#### Selected text
— Start —

In a courtroom far removed from the battlegrounds where beasts were pitted against each other, justice was handed down as Frederick Douglass Moorefield, Jr., once the Deputy Chief Information Officer for Command, Control, and Communications at the Department of Defense, faced the reckoning for his clandestine brutality. Moorefield, a 64-year-old resident of Arnold, Maryland, was sentenced to 18 months in federal prison on charges stemming from his involvement in a multi-state dogfighting conspiracy, according to an announcement by the U.S. Attorney's Office.

U.S. District Judge Richard D. Bennett, who also imposed six months of home detention, a $20,000 fine, and three years of supervised release on Moorefield, ordered him to pay an additional forfeiture money judgment of $21,576. The sentence followed from an investigation triggered by the grim discovery of two deceased dogs in a bag, along with Moorefield's address-sporting mail, and whose bodies bore the wounds and scars of dog fighting, as reported by the U.S. Attorney's Office for the District of Maryland.

— End —

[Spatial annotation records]
— Start —

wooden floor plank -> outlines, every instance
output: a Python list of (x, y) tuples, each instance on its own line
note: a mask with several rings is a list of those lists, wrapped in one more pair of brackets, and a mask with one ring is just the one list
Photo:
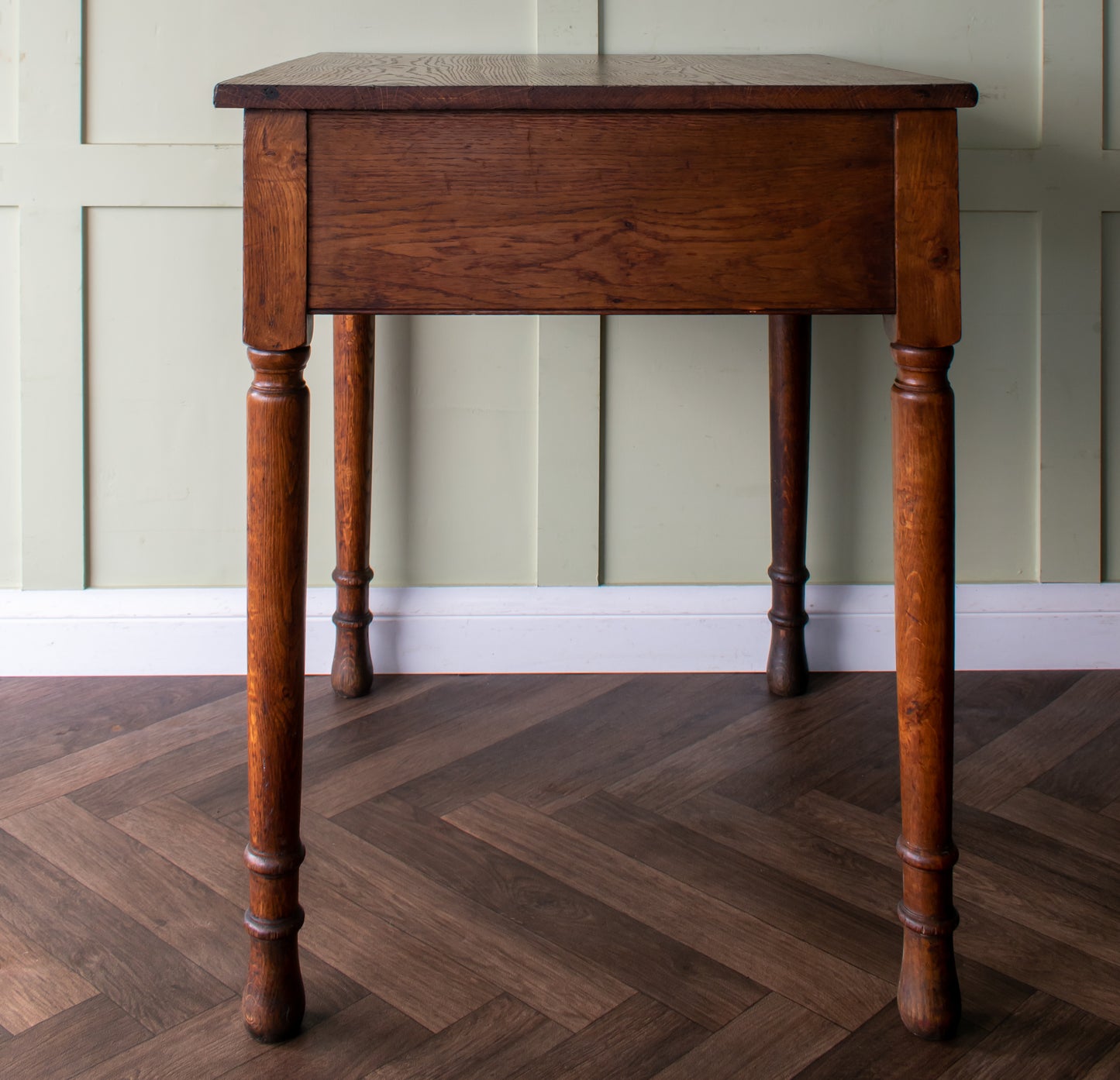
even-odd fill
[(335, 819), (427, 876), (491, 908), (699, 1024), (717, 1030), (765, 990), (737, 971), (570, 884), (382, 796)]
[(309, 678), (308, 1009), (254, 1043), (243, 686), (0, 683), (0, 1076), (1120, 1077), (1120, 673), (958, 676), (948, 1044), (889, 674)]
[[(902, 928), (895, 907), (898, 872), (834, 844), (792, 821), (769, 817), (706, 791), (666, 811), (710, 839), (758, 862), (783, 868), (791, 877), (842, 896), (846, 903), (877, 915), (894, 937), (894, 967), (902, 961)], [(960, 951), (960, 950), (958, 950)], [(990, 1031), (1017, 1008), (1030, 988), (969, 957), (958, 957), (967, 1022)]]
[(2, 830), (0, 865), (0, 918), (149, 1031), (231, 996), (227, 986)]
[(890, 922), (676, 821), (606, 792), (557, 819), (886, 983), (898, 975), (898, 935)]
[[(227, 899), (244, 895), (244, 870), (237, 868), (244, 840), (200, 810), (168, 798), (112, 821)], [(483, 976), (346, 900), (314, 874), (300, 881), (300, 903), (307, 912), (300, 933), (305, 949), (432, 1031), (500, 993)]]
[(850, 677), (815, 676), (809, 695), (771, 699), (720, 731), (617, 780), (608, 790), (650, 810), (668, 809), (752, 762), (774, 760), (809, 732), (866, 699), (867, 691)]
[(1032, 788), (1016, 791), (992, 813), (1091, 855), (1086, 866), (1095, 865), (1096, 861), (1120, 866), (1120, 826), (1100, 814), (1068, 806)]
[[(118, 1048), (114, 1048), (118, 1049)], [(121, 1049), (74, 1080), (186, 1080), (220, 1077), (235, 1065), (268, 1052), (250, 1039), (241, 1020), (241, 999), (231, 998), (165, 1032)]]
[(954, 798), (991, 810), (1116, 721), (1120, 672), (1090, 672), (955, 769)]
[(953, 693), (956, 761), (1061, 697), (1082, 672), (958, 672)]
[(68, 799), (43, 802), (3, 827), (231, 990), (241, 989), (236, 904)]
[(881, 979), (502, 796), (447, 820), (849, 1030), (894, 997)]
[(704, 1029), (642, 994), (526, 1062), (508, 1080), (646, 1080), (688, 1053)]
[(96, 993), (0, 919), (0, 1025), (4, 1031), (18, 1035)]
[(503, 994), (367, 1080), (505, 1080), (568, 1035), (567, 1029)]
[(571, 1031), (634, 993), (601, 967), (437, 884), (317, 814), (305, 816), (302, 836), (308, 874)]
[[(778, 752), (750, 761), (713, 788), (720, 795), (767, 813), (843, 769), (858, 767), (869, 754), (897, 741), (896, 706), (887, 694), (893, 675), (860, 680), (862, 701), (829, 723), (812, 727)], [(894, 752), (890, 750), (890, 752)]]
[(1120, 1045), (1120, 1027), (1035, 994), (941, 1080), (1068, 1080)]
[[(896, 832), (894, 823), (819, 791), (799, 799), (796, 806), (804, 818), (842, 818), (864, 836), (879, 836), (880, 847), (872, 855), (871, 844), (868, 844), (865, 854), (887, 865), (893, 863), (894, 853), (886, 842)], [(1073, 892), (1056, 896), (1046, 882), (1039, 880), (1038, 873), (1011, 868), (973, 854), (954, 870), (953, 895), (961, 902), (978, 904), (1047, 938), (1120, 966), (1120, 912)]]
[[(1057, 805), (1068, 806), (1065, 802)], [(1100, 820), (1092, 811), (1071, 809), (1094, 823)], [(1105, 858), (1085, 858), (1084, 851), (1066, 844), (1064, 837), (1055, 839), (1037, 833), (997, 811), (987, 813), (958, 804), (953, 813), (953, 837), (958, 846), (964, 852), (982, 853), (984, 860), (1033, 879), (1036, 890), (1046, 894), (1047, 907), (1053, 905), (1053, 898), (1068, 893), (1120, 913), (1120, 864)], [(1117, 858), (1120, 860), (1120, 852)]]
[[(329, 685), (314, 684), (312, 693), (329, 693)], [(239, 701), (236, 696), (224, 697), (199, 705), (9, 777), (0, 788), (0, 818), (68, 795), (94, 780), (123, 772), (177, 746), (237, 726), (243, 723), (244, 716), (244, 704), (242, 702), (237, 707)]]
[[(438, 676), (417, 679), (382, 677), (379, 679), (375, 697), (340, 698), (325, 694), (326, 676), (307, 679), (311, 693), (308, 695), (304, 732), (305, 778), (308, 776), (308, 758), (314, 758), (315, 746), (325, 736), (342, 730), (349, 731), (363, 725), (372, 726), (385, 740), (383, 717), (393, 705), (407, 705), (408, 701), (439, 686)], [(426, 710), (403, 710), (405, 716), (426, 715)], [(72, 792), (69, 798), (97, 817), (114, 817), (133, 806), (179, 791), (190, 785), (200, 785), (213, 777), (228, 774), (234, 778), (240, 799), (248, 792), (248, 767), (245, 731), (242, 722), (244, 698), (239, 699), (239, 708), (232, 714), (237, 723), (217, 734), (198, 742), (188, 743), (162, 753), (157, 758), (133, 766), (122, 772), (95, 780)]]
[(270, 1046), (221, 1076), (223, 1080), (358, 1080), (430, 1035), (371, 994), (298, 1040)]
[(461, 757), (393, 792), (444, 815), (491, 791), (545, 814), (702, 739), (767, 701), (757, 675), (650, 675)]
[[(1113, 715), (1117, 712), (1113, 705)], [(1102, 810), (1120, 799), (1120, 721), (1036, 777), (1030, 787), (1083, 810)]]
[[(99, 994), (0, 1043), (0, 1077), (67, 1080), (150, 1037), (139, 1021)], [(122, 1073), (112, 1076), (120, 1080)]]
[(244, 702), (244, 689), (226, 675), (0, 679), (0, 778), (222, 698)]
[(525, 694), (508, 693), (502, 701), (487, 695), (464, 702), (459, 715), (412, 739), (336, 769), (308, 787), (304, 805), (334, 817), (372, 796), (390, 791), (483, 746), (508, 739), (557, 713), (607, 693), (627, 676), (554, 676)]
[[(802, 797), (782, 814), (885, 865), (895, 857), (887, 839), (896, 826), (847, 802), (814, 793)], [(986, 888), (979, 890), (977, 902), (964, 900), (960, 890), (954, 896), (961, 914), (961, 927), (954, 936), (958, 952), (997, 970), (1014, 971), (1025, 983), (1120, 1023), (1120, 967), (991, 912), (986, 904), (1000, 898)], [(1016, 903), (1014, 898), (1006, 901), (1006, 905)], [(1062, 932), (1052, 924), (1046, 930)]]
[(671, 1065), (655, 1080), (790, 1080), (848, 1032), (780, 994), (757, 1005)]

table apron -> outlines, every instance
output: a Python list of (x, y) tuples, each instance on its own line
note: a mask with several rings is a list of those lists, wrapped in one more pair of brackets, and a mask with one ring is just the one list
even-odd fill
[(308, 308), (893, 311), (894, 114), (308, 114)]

— End —
— Start —

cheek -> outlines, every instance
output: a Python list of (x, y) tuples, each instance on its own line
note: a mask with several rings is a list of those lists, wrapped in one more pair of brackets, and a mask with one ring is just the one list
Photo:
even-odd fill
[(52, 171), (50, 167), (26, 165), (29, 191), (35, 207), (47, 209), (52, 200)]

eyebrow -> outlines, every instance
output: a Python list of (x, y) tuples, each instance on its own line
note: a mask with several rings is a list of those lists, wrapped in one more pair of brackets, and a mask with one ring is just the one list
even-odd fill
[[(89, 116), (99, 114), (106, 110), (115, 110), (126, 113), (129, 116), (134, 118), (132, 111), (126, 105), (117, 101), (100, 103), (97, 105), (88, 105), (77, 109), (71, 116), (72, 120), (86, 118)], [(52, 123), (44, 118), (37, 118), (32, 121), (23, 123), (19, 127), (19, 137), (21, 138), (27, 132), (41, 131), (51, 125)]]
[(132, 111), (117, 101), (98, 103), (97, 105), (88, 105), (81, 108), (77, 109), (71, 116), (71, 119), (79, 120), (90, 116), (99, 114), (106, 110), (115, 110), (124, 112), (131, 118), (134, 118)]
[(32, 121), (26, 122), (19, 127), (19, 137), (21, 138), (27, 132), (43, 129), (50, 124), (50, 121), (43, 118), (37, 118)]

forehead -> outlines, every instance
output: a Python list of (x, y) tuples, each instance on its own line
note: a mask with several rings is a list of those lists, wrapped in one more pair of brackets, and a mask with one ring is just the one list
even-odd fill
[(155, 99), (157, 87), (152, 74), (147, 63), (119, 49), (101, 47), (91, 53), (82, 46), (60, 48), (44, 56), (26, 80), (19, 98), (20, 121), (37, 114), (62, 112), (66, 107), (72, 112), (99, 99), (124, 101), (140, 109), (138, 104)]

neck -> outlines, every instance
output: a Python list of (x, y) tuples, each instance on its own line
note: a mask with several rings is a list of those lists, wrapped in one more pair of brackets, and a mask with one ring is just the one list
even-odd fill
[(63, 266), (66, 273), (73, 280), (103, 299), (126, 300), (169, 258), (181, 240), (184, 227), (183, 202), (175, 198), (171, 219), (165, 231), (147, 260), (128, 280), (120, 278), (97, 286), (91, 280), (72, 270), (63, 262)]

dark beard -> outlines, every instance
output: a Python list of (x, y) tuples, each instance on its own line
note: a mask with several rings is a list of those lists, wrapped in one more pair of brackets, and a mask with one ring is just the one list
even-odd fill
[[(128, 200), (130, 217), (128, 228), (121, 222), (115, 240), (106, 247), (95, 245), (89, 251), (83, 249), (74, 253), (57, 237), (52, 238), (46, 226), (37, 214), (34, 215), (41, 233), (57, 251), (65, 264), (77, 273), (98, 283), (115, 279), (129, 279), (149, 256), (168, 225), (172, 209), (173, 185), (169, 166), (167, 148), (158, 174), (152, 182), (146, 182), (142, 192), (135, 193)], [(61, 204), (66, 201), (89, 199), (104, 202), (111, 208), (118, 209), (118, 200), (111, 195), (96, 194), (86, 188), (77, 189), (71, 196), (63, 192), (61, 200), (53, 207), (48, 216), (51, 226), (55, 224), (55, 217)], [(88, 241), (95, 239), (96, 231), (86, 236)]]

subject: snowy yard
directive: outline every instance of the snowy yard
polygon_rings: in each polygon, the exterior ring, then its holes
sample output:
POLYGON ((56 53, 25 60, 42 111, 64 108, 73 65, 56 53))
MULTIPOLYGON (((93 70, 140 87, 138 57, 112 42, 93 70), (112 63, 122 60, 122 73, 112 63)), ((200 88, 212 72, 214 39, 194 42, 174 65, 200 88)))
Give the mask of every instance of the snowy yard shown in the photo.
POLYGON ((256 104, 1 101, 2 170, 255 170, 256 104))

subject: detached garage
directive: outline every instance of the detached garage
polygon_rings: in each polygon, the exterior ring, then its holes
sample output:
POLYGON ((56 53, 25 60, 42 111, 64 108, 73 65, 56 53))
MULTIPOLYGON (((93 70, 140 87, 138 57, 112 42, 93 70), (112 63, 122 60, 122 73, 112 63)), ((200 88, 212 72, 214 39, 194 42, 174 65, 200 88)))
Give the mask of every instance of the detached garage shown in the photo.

— End —
— Start —

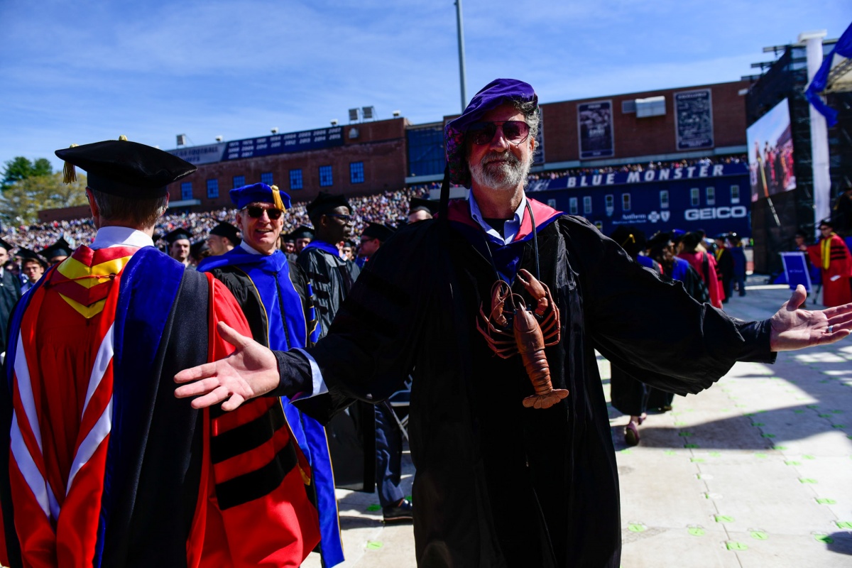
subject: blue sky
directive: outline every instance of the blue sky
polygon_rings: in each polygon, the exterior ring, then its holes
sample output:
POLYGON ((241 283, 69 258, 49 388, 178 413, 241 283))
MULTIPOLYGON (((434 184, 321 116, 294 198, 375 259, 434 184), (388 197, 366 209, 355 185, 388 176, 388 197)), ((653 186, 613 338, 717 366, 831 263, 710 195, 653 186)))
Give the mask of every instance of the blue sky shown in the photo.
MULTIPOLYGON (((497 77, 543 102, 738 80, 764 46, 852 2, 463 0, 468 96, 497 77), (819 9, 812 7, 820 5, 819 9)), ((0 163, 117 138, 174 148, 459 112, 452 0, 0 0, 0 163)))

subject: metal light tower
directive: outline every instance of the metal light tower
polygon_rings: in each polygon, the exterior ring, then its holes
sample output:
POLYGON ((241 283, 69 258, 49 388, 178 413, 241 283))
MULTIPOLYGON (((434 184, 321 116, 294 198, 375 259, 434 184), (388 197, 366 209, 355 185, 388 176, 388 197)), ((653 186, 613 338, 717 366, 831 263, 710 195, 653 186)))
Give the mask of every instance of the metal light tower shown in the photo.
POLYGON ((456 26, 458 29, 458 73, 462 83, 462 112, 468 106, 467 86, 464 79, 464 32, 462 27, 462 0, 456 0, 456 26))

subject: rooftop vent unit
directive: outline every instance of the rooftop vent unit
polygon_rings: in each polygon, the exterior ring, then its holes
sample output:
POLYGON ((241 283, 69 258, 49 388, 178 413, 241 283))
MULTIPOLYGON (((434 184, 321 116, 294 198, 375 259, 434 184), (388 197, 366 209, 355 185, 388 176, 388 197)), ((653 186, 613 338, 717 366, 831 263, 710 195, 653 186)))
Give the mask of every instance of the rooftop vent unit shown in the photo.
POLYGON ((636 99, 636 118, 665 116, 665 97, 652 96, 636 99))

— End —

#### Tasks to carry out
- 1) In the listing, reproduce word for word the lines that begin with the line containing "table apron -> outlines, every instance" and run through the line containing "[(308, 308), (893, 311), (894, 114), (308, 114)]".
- 2) Write a continuation of the news report on the dogfighting sentence, picking up after its final sentence.

#### Set of answers
- 1)
table apron -> outlines, every instance
output: a Python list of (x, y) tuples, each instance on its own line
note: a mask with several rings is a list of those lists, wrapped in one more pair of brackets, and a mask with one ring is just the one list
even-odd fill
[(308, 308), (893, 311), (894, 114), (308, 114)]

- 2)
Investigators linked Moorefield to the "DMV Board," a dogfighting enterprise in Virginia, Maryland, and Washington, D.C. They uncovered evidence that Moorefield had been breeding, training, and fighting dogs under the moniker "Geehad Kennels" from his Arnold home for over two decades. According to law enforcement, Moorefield's involvement was chronicled in a grim ledger of electronic messages discussing dogfights, breeding, and evasive tactics against legal repercussions.

Moreover, searches of Moorefield's phone and iCloud account revealed a shrouded world of blood sport: arranging dogfights or hooks, strategizing on dog conditioning with steroids bypassing legitimate veterinary prescriptions, and chilling dialogues that included plans to dispose of dogs that no longer served their brutal purpose – a process involving electrocution methods as vile as the fights themselves, laid bare by a remorseless record of CashApp transactions snaking back to the year 2019.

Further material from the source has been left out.